** Opening Records provided block **

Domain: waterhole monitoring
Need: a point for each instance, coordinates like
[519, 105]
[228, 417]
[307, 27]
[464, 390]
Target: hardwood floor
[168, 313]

** Closing Records provided block **

Nothing should be changed: write out all of the data as is.

== Problem solution ==
Domain: waterhole monitoring
Need: a point for each instance, coordinates like
[519, 105]
[228, 417]
[307, 27]
[464, 390]
Target: hardwood floor
[168, 313]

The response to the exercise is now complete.